OBJECTIVE
Reproduce, word for word, the following passage about the flight to Egypt and Herod's killing of the male children in Bethlehem, keeping every line as it appears.

SELECTED PASSAGE
┄┄┄┄┄┄┄┄┄┄┄┄┄┄┄┄┄┄┄┄
Now when they had departed, behold, an angel of the Lord appeared to Joseph in a dream and said, “Rise, take the child and his mother, and flee to Egypt, and remain there until I tell you, for Herod is about to search for the child, to destroy him.” And he rose and took the child and his mother by night and departed to Egypt and remained there until the death of Herod. This was to fulfill what the Lord had spoken by the prophet, “Out of Egypt I called my son.”
Then Herod, when he saw that he had been tricked by the wise men, became furious, and he sent and killed all the male children in Bethlehem and in all that region who were two years old or under, according to the time that he had ascertained from the wise men. Then was fulfilled what was spoken by the prophet Jeremiah “A voice was heard in Ramah,
weeping and loud lamentation,
Rachel weeping for her children;
she refused to be comforted, because they are no more.
┄┄┄┄┄┄┄┄┄┄┄┄┄┄┄┄┄┄┄┄
INFORMATION GIVEN
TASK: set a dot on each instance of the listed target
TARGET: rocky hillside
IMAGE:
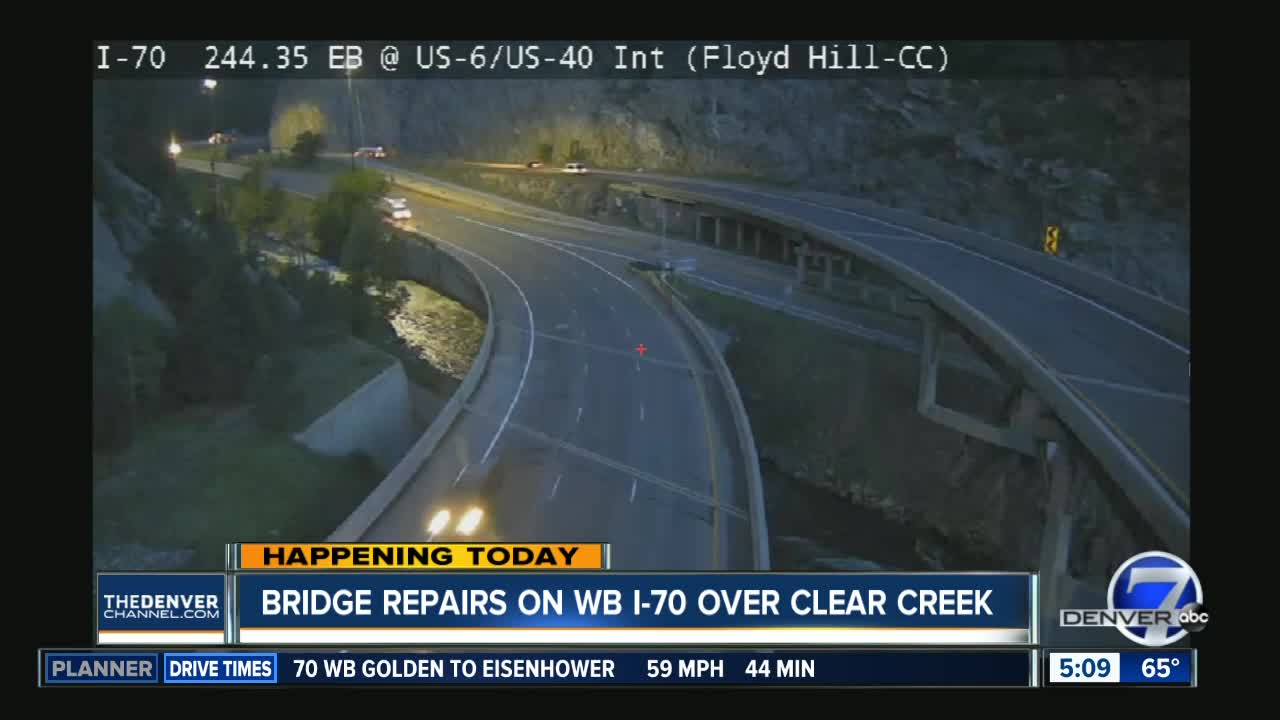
(1107, 159)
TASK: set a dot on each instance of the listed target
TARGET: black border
(62, 607)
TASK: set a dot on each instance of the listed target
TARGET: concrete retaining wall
(425, 263)
(376, 419)
(1161, 511)
(1156, 313)
(456, 272)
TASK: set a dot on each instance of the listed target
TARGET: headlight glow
(439, 522)
(470, 520)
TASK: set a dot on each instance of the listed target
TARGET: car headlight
(439, 522)
(470, 520)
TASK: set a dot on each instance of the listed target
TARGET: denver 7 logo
(1159, 583)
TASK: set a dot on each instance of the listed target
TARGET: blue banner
(472, 607)
(844, 668)
(1168, 668)
(219, 668)
(160, 602)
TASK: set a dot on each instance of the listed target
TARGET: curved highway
(597, 404)
(1120, 382)
(603, 425)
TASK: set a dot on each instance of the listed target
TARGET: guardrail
(387, 491)
(1150, 310)
(1166, 516)
(741, 423)
(376, 502)
(1153, 311)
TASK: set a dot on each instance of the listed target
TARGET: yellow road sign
(1051, 235)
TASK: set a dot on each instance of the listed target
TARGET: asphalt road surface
(1133, 378)
(597, 440)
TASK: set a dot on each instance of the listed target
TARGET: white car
(396, 208)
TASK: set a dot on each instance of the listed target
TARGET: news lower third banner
(814, 668)
(632, 609)
(163, 607)
(417, 556)
(547, 595)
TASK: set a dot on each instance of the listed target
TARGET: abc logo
(1193, 618)
(1168, 588)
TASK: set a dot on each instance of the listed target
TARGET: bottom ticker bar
(860, 668)
(1121, 668)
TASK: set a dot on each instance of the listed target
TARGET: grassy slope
(329, 374)
(205, 477)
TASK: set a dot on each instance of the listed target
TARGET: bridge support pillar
(1055, 579)
(1014, 437)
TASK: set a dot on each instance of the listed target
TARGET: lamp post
(351, 119)
(210, 86)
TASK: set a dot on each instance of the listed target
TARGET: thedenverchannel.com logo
(1155, 600)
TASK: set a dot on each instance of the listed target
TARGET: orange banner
(423, 556)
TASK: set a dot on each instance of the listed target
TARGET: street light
(210, 86)
(351, 118)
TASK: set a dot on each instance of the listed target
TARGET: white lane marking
(556, 246)
(533, 329)
(1137, 390)
(976, 254)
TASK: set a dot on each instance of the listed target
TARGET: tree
(329, 226)
(128, 364)
(352, 194)
(306, 147)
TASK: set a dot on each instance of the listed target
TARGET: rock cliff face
(120, 229)
(1106, 159)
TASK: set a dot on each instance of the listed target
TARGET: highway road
(1129, 382)
(1132, 381)
(595, 440)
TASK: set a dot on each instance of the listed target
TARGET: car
(465, 511)
(396, 208)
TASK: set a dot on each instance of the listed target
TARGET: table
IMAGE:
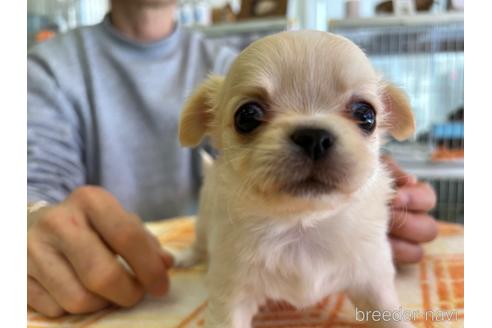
(435, 284)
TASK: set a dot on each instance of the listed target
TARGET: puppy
(295, 206)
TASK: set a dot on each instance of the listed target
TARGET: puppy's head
(299, 114)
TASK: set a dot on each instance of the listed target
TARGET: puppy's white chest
(298, 266)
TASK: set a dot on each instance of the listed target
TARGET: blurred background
(418, 44)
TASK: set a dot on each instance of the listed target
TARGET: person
(103, 105)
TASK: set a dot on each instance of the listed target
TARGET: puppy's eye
(365, 115)
(248, 117)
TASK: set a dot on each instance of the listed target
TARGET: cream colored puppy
(295, 206)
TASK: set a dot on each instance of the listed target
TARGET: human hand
(72, 263)
(410, 224)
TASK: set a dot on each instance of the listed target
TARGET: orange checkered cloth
(431, 293)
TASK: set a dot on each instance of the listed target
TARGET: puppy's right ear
(198, 112)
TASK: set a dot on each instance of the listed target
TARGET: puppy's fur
(272, 223)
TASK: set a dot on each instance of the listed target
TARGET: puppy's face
(299, 114)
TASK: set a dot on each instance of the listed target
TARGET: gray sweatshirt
(103, 110)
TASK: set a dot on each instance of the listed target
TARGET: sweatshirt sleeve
(54, 144)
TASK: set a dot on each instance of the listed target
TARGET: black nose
(314, 142)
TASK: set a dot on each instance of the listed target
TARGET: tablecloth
(431, 293)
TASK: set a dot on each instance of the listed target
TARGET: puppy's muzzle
(314, 142)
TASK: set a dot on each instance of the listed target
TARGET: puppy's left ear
(399, 112)
(198, 112)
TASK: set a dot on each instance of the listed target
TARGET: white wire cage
(424, 54)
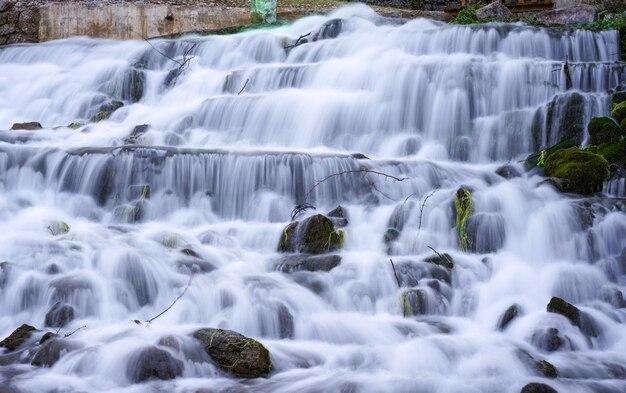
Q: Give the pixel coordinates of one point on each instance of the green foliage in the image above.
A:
(604, 130)
(463, 203)
(467, 16)
(585, 170)
(619, 111)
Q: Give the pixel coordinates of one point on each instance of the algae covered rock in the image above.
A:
(604, 130)
(584, 170)
(235, 353)
(535, 387)
(18, 337)
(314, 235)
(619, 111)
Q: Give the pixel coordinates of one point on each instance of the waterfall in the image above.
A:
(211, 141)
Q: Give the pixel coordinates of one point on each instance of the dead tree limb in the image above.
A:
(298, 41)
(395, 273)
(364, 171)
(149, 321)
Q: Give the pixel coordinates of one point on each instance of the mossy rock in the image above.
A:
(18, 337)
(235, 353)
(603, 130)
(538, 159)
(618, 97)
(314, 235)
(584, 170)
(619, 111)
(615, 153)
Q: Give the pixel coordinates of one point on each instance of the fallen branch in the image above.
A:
(149, 321)
(244, 86)
(298, 41)
(365, 171)
(69, 334)
(395, 273)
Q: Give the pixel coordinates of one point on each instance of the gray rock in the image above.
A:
(494, 11)
(51, 351)
(580, 14)
(310, 263)
(59, 315)
(235, 353)
(153, 363)
(28, 126)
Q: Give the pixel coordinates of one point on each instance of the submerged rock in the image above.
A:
(28, 126)
(578, 318)
(585, 171)
(310, 263)
(18, 337)
(235, 353)
(535, 387)
(153, 363)
(59, 315)
(314, 235)
(51, 351)
(603, 130)
(509, 315)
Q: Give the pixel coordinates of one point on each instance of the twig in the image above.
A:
(244, 86)
(395, 273)
(298, 41)
(422, 208)
(440, 256)
(306, 197)
(69, 334)
(174, 302)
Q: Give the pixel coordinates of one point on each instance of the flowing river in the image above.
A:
(116, 219)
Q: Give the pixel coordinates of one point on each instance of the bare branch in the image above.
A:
(298, 41)
(306, 197)
(395, 273)
(174, 302)
(244, 86)
(69, 334)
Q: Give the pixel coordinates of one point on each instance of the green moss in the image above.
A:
(585, 170)
(467, 16)
(463, 203)
(603, 130)
(615, 153)
(102, 115)
(538, 159)
(619, 111)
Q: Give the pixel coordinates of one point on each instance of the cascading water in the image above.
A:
┄┄┄┄┄┄┄┄┄┄┄┄┄┄┄┄┄┄┄┄
EXPECTED ANSWER
Now when they had departed, behold, an angel of the Lord appeared to Joseph in a dream and said, “Rise, take the child and his mother, and flee to Egypt, and remain there until I tell you, for Herod is about to search for the child, to destroy him.” And he rose and took the child and his mother by night and departed to Egypt and remained there until the death of Herod. This was to fulfill what the Lord had spoken by the prophet, “Out of Egypt I called my son.”
Then Herod, when he saw that he had been tricked by the wise men, became furious, and he sent and killed all the male children in Bethlehem and in all that region who were two years old or under, according to the time that he had ascertained from the wise men. Then was fulfilled what was spoken by the prophet Jeremiah “A voice was heard in Ramah,
weeping and loud lamentation,
Rachel weeping for her children;
she refused to be comforted, because they are no more.